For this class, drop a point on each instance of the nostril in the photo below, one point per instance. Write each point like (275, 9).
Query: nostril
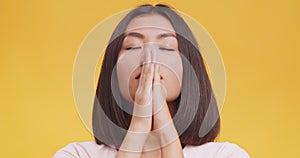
(137, 77)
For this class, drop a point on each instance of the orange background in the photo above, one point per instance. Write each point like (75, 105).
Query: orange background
(258, 41)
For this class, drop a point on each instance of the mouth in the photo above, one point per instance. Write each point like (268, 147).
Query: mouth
(139, 76)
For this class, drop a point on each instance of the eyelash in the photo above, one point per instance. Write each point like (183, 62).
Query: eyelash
(133, 48)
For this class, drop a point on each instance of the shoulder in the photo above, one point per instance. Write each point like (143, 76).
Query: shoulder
(215, 149)
(88, 149)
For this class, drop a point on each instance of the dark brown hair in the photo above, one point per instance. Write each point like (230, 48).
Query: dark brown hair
(198, 108)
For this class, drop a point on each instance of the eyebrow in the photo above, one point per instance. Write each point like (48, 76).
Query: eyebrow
(138, 35)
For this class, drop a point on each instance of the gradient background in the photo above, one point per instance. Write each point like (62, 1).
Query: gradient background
(259, 42)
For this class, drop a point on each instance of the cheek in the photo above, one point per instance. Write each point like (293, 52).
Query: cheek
(127, 67)
(171, 82)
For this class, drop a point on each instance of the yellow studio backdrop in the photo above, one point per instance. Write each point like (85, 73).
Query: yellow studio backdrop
(258, 40)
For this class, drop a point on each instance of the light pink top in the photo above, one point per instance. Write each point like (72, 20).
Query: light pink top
(90, 149)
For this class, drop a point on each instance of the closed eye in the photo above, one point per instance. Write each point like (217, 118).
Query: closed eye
(132, 48)
(167, 49)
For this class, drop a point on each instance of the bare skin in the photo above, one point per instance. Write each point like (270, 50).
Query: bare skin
(150, 93)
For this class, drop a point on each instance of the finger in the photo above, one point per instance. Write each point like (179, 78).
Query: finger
(146, 67)
(144, 91)
(156, 75)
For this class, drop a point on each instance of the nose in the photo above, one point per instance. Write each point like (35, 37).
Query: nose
(151, 48)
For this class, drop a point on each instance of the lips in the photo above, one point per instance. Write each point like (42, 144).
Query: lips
(139, 75)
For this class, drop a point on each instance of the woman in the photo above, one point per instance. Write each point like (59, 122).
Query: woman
(154, 97)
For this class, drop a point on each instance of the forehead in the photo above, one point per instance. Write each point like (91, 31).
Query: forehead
(150, 21)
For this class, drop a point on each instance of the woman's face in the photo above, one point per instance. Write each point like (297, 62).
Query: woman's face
(155, 33)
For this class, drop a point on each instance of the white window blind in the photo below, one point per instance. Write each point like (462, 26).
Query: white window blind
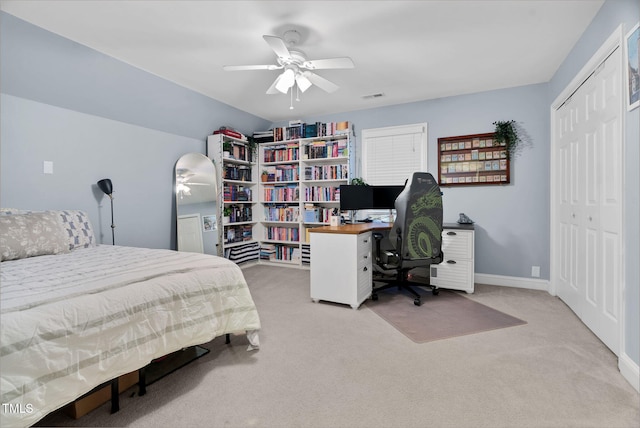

**Problem details:** Find every line in the listing above that contains the word "below", and copy each of those lines out in full.

**Completed task:**
For this class, drop a point on each instance of the nostril in the photo below, one point per instance. Write each point like (275, 9).
For this class, drop a point on each instance of the white window blind in the photo below, one point per instance. Write each point like (462, 26).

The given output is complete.